Excerpts of bounding box data
※ ※ ※
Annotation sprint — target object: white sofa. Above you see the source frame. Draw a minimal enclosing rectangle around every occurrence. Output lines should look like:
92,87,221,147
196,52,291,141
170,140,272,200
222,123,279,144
※ ※ ※
**What is being asked:**
Write out every line of the listing above, keeping each character unchanged.

**Response to this task:**
Annotation sprint — target object: white sofa. Above you see the source frame. Draw a minimal enclosing rectangle around every occurrence. Output lines should look like:
92,87,221,147
196,52,291,141
170,140,272,200
222,123,279,144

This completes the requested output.